The precipitous cliffs on this coast are tallest at Rudha Fhaoilean. where they are 290 m high at about 365 m inland.
The coast from Rudha Fhaoilean to Rudha Dubh, the western point of the entrance to Loch Buie, a distance of 66 km to the east, is steep except where the bay is formed. This area affords some shelter by Gamhnach Mhòr. The cliffs are lined with basaltic columns, some of them attaining a diameter of 2.1 m. The Carsaig Arches, a natural formation situated at Malcolm's Point, are located west of the bay.

A well known cave here is the Nun's Cave, where nuns from the Iona Nunnery sought refuge during the Scottish Reformation. The use of some of these caves reportedly dates back to the 6th century. It is also recorded that during the 15th century, the monks (1500 of them) of the Iona Abbey used to visit the shores and caves here to collect sea washed stones and carve them into artifacts and grave stones. Erosive action of the hills has created an amphitheater in basaltic formations rising to a height of 215 m (240 m is also mentioned). At the termination of the track the huge columnar basalts rise to a height of 240 m. Other formations seen are weathered sills and dykes. Fossils are a frequent find here. The site has sedimentary rocks of Palaeocene age. Cretaceous strata recorded here has geological formations of sandstones and mudstones with several chalk clasts. The sill formation noted here is the Rubh' a'Chromain which is formed of felsite, basalt and xenoliths.

- **Source data**
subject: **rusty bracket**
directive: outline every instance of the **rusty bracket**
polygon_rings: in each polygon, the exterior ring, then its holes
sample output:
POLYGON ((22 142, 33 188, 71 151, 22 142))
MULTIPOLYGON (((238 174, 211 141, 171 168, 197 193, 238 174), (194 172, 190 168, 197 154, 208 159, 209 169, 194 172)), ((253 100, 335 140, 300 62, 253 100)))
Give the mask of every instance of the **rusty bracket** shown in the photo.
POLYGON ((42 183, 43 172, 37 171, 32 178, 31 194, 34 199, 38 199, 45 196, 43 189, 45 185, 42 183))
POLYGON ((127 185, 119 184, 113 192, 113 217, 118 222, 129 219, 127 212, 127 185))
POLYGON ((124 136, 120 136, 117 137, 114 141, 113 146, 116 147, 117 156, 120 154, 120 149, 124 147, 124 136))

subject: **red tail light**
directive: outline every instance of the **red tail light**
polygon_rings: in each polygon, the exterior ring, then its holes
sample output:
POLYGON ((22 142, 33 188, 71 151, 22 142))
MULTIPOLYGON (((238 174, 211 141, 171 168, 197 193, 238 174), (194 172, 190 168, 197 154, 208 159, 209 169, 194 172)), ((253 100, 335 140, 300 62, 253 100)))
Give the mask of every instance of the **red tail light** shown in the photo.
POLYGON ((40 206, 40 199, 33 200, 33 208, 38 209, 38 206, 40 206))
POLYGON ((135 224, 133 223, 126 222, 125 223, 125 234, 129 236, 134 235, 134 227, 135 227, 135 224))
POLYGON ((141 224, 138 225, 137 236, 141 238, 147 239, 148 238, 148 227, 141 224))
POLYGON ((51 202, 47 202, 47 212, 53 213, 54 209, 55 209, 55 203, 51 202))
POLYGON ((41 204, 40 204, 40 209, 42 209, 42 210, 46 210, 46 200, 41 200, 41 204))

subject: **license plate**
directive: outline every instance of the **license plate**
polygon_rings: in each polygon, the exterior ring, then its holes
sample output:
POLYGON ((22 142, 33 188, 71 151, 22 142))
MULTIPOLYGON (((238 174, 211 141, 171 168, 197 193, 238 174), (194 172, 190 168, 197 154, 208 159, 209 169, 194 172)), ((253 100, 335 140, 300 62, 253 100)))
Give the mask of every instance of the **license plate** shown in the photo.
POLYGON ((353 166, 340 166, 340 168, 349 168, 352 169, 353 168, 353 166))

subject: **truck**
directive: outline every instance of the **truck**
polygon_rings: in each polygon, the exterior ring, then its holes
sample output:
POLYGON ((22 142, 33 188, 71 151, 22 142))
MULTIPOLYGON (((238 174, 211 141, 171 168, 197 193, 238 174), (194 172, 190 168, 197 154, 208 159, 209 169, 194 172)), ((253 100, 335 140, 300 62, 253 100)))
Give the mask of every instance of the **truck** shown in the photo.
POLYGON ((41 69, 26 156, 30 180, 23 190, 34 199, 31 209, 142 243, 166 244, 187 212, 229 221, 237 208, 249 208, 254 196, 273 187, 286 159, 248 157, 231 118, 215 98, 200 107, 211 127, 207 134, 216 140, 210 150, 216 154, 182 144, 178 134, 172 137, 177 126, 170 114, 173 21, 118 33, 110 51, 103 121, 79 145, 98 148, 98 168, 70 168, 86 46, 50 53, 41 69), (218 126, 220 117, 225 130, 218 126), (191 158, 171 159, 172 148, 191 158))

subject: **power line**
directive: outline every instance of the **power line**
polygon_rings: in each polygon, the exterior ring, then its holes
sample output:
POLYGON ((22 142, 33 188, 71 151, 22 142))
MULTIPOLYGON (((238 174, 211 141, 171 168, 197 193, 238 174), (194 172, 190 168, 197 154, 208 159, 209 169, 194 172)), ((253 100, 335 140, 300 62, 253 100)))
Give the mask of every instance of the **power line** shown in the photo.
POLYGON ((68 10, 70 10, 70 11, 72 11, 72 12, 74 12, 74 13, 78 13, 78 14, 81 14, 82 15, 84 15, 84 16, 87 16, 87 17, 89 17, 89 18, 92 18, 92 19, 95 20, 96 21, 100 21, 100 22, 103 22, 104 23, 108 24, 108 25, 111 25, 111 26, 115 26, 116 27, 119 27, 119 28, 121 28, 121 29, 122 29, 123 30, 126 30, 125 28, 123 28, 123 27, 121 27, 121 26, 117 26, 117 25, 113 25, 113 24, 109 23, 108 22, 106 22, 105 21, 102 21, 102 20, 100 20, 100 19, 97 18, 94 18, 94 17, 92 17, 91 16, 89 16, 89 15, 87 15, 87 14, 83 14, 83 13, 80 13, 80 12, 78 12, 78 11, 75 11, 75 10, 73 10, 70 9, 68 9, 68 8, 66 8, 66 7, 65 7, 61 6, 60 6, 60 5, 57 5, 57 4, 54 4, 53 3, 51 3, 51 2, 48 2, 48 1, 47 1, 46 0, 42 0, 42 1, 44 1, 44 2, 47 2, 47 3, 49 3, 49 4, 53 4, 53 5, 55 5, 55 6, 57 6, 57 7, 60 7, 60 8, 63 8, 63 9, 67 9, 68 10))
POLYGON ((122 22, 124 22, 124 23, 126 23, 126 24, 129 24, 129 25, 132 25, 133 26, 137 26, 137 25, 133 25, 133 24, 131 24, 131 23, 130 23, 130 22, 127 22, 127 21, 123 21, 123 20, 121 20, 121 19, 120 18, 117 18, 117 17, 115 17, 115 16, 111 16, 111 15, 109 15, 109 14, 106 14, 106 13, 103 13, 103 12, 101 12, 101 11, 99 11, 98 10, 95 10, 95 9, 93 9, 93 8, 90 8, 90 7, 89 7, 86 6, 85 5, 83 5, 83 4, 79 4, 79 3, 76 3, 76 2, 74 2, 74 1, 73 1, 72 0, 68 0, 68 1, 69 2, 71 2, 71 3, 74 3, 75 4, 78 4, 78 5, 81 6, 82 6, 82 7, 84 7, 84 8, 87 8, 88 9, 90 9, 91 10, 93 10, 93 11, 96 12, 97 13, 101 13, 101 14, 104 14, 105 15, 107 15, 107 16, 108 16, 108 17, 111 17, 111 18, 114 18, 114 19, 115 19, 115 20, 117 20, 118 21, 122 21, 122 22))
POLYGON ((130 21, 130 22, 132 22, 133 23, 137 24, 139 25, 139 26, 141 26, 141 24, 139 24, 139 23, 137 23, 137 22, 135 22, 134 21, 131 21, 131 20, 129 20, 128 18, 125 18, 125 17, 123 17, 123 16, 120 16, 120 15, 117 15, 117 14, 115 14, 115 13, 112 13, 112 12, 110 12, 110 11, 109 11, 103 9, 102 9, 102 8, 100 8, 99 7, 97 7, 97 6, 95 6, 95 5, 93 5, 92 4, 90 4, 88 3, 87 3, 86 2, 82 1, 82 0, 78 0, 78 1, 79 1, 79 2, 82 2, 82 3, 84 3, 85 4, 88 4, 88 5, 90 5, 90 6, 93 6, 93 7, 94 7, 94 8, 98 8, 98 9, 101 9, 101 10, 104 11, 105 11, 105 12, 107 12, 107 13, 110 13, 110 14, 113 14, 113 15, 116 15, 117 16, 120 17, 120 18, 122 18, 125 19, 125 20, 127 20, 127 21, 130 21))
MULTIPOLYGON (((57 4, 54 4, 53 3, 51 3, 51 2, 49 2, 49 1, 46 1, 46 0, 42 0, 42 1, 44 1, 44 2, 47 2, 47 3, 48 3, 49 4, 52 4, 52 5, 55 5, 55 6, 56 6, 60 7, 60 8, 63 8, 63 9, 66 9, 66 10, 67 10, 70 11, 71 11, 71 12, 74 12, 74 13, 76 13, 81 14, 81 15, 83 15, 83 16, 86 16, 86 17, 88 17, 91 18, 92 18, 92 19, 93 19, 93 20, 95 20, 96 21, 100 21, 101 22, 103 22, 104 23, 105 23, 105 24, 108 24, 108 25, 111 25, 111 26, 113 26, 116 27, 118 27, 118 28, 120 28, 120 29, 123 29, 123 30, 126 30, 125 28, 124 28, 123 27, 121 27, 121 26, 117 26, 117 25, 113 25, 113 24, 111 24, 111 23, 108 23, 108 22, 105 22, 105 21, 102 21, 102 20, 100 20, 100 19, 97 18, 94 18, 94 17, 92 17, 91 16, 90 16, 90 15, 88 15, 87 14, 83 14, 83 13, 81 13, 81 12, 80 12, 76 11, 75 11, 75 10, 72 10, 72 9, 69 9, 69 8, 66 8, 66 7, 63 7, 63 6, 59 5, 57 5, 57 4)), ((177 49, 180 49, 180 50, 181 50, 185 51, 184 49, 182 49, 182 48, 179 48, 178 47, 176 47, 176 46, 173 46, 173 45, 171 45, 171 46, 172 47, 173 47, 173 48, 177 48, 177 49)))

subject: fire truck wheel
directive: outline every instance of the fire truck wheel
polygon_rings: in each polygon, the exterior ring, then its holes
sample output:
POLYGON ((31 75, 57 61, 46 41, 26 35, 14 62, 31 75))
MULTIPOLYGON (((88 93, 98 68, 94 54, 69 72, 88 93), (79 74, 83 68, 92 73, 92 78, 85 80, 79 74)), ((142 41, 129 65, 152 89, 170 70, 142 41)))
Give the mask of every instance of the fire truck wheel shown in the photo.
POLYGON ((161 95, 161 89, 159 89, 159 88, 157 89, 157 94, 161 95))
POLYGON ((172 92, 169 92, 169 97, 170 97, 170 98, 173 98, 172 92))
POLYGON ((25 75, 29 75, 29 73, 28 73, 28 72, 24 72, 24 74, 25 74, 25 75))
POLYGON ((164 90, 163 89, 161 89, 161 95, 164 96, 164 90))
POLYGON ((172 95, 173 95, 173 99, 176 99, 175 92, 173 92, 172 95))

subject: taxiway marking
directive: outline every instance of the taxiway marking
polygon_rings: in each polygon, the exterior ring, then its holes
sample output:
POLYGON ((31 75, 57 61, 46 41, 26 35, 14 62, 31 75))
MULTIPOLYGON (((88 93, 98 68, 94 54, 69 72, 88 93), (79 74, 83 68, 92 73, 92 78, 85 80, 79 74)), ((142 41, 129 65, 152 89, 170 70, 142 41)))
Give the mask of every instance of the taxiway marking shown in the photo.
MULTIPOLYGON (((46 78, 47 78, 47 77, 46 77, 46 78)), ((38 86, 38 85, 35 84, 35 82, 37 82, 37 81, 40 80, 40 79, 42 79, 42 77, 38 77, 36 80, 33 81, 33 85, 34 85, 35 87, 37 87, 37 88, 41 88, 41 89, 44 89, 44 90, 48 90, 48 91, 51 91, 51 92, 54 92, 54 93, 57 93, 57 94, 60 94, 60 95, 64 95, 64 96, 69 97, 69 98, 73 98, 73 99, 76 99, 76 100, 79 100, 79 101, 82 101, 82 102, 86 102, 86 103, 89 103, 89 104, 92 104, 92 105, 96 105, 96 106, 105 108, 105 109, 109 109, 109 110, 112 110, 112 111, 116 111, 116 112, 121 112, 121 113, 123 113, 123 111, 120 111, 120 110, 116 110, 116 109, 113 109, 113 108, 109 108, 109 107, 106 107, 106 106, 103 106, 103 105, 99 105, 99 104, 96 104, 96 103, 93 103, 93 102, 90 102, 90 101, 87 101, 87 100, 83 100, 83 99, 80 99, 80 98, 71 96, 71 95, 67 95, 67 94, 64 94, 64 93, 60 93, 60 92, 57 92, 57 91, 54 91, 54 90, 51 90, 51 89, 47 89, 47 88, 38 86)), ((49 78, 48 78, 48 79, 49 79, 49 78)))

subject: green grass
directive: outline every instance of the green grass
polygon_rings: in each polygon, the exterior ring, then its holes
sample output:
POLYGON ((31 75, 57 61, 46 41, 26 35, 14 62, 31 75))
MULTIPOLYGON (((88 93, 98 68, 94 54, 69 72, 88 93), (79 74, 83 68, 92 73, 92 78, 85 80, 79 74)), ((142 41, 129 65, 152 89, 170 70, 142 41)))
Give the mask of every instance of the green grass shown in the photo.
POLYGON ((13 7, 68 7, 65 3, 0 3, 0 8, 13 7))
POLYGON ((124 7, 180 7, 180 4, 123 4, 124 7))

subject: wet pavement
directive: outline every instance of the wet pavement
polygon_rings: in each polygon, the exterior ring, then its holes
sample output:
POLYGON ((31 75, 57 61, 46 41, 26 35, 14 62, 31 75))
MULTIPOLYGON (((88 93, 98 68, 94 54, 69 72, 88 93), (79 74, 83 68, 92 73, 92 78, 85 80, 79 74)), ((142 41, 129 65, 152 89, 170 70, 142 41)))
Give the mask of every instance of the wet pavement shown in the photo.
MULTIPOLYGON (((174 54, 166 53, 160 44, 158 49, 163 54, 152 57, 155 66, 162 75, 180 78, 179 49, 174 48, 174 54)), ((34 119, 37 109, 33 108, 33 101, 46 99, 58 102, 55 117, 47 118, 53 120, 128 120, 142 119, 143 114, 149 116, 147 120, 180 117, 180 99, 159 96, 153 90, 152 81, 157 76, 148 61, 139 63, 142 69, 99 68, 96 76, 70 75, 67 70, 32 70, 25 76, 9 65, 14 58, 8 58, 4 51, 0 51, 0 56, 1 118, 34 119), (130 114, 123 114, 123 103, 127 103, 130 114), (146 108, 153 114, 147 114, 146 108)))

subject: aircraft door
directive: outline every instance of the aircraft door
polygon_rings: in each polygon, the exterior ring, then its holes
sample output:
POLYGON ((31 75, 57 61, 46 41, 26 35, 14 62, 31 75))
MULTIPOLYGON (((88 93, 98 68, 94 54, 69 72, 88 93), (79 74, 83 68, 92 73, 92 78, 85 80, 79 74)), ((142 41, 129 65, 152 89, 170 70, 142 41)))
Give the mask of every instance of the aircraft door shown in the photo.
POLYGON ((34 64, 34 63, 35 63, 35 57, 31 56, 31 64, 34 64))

- **Questions**
[1] Answer from the text about the coast at Rudha Fhaoilean:
(a) Who sought refuge in the Nun's Cave, and during what period?
(b) Where are the Carsaig Arches?
(c) What is the Rubh' a'Chromain sill formed of?
[2] Extend the text about the coast at Rudha Fhaoilean, picking up right after its final sentence.
The records have nothing to do with the text about the coast at Rudha Fhaoilean.

- **Answers to the problems**
[1]
(a) Nuns from the Iona Nunnery, during the Scottish Reformation.
(b) At Malcolm's Point, west of the bay.
(c) Felsite, basalt and xenoliths.

[2]
==Flora and fauna==
The flora, a distinct feature on the road to the bay, is of wild strawberry and scented woodbine. The fauna noted during the low tide in the bay are oystercatcher and terns Other fauna reported are wild goats, golden eagles and sea eagles and also kittiwakes and fulmars which breed here.

==Media and the arts==
Carsaig Pier and the boathouses, together with Carsaig House, feature extensively in the 1945 film I Know Where I'm Going!, as does the incongruous telephone box next to the waterfall.